* _Data supplied_
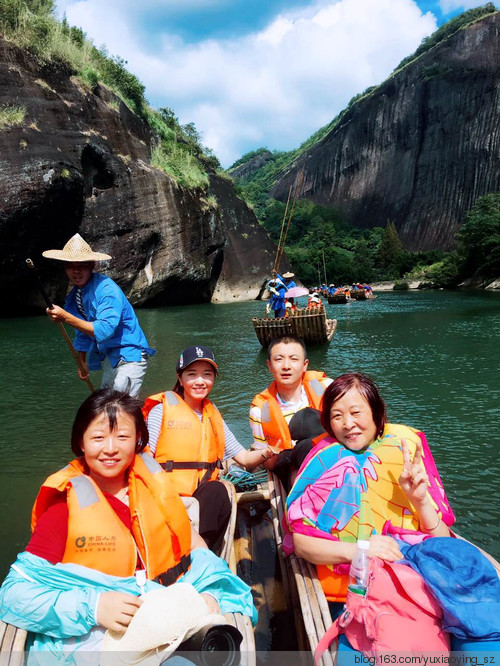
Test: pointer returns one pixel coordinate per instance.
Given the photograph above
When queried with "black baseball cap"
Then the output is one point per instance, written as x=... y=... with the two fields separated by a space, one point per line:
x=195 y=353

* _How to complete this task_
Once the pictures are removed, reproduce the remaining entries above exactly.

* _Result of this task_
Test: pointer returns one pixel coordinate per instance.
Given the photograph above
When queried with "black baseball cap"
Then the output is one point per instance, written as x=... y=... with the two fields separated by a space, one point per line:
x=195 y=353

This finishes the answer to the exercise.